---------- Fragmento de origen ----------

Laly sueña despierta y por ello he esperado a encontrarme en un estado de hiperconciencia para redactar estas líneas. Solo en estados alterados de ánimo, tras estímulos desgarradores, inmerso en sueños y sueño, me es posible entender ciertas cosas. Hablamos de una artista, de una profesora con arte, que cada día se enfrenta a los invasores de guaridas, a todos los guardias de las mazmorras, a los fantasmas, grillos y grilletes que pueblan sus cuadros, sus dudas y sus muertos; no me es posible hablar del tema con objetividad porque eso sería renunciar a la parte transcendente. Laly es una profesora excelente que, pese a todo, sigue siendo un ser humano. Abarca sueños y suspiros entre sus lienzos y, de pronto, sin dar cabida a tantos sentimientos como su luz debiera engendrar, topa de bruces contra una realidad carcomida y estúpida.

---------- Datos proporcionados ----------

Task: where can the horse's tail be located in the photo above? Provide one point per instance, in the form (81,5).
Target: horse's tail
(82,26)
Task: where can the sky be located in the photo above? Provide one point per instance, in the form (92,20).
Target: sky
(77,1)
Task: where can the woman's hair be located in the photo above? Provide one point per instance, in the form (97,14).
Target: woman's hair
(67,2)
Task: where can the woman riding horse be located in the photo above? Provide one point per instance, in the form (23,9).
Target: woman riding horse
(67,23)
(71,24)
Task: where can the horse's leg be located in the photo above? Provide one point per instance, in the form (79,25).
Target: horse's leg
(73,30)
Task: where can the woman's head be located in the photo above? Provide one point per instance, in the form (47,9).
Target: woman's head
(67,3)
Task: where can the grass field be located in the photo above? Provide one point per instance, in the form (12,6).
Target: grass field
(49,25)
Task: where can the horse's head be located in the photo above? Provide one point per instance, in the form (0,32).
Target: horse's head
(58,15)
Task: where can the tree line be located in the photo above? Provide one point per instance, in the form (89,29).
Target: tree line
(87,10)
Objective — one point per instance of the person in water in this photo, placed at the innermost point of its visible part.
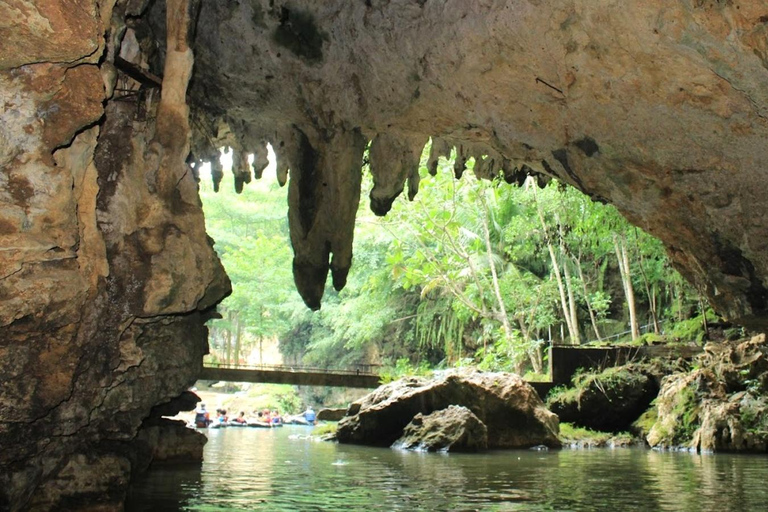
(202, 418)
(310, 415)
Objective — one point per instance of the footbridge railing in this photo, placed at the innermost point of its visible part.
(358, 376)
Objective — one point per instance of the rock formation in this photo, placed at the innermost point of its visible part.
(608, 401)
(454, 429)
(106, 275)
(720, 405)
(656, 107)
(510, 409)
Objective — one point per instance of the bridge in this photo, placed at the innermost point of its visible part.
(563, 360)
(361, 376)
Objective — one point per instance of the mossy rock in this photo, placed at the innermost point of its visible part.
(608, 401)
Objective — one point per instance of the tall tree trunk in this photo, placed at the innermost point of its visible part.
(228, 339)
(576, 335)
(592, 317)
(238, 337)
(651, 298)
(501, 307)
(556, 269)
(626, 279)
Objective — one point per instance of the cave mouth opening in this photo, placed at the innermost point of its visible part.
(470, 271)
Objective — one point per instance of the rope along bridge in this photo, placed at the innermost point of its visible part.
(360, 376)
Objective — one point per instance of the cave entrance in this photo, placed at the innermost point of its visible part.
(470, 272)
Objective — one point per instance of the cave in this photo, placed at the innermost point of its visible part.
(107, 276)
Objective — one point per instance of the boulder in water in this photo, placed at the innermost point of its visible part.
(454, 428)
(720, 405)
(608, 401)
(509, 407)
(331, 414)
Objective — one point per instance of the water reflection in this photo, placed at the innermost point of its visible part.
(279, 469)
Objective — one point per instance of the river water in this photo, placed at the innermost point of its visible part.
(281, 469)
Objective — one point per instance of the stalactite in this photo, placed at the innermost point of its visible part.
(394, 160)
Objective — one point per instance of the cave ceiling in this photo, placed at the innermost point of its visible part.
(657, 107)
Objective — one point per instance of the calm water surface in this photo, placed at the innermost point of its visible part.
(280, 469)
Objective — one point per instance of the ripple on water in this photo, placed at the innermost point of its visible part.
(278, 469)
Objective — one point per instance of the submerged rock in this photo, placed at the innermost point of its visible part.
(167, 441)
(720, 405)
(454, 428)
(331, 414)
(608, 401)
(509, 407)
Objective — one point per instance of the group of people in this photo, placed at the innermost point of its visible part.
(263, 417)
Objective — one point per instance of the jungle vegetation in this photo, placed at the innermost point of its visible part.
(472, 272)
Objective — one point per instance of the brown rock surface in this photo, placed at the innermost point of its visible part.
(509, 407)
(106, 272)
(720, 405)
(657, 107)
(453, 429)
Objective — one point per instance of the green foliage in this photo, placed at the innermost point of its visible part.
(404, 368)
(646, 421)
(463, 275)
(686, 408)
(753, 415)
(572, 433)
(692, 329)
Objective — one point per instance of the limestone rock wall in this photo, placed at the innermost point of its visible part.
(106, 273)
(657, 107)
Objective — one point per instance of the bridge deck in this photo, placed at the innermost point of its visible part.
(297, 376)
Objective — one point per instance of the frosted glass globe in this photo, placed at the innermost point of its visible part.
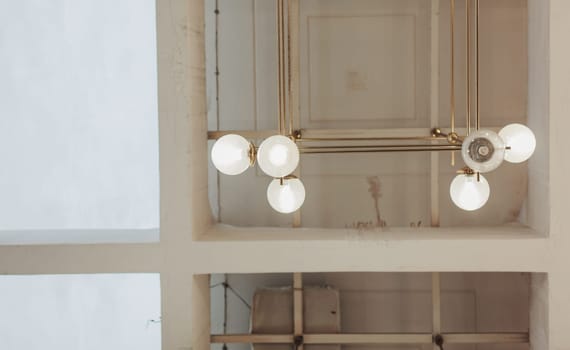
(468, 193)
(287, 197)
(278, 156)
(230, 154)
(521, 141)
(483, 151)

----------

Consigna 1 - Según el fragmento de origen, ¿a qué se dedica Laly además de ser artista?
Consigna 2 - Cambie en el fragmento de origen "lienzos" por "telas" y transcriba la parte que se abre con las palabras "Laly sueña despierta" y se cierra con "carcomida y estúpida.".

Su respuesta 1 - Laly es profesora.

Su respuesta 2 -
Laly sueña despierta y por ello he esperado a encontrarme en un estado de hiperconciencia para redactar estas líneas. Solo en estados alterados de ánimo, tras estímulos desgarradores, inmerso en sueños y sueño, me es posible entender ciertas cosas. Hablamos de una artista, de una profesora con arte, que cada día se enfrenta a los invasores de guaridas, a todos los guardias de las mazmorras, a los fantasmas, grillos y grilletes que pueblan sus cuadros, sus dudas y sus muertos; no me es posible hablar del tema con objetividad porque eso sería renunciar a la parte transcendente. Laly es una profesora excelente que, pese a todo, sigue siendo un ser humano. Abarca sueños y suspiros entre sus telas y, de pronto, sin dar cabida a tantos sentimientos como su luz debiera engendrar, topa de bruces contra una realidad carcomida y estúpida.